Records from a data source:

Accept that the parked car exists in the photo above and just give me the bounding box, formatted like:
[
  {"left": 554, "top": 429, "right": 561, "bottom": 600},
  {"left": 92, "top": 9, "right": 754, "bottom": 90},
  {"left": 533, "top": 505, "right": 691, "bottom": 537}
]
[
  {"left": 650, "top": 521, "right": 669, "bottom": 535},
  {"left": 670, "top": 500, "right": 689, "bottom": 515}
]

==

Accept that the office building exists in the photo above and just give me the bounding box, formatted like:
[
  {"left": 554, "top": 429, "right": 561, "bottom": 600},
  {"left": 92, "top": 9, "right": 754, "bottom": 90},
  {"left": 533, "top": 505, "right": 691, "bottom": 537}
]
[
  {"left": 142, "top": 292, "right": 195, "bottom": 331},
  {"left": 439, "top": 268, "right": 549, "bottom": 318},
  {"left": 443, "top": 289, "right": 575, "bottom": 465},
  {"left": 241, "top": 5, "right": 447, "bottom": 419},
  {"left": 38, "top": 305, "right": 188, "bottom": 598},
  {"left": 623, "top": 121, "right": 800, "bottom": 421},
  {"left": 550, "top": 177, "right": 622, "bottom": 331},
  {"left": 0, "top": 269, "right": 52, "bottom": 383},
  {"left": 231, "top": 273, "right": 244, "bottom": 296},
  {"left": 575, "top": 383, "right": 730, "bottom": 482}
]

==

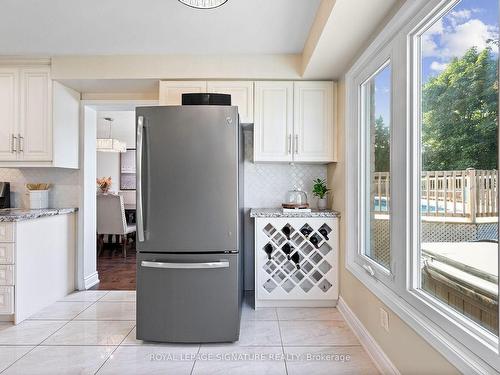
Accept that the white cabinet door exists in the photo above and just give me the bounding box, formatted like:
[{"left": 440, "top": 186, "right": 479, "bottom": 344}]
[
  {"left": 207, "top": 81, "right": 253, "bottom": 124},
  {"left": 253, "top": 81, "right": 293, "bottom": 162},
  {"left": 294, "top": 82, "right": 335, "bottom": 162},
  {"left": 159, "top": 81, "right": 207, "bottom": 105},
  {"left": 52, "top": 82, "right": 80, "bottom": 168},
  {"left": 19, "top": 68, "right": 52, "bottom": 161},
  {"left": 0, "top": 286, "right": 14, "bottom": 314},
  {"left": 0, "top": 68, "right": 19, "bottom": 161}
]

What is required: Collect each line of the data above that contains the string "exists". Matching is case-sensitive.

Final result:
Accept that the parked car exists in the photo above and just give me the bounding box, formatted like:
Accept that the office building exists in the photo above and just give me the bounding box, formatted like:
Accept that the white cabinet door exists in the photo above and just give me the bounding box, formatted like:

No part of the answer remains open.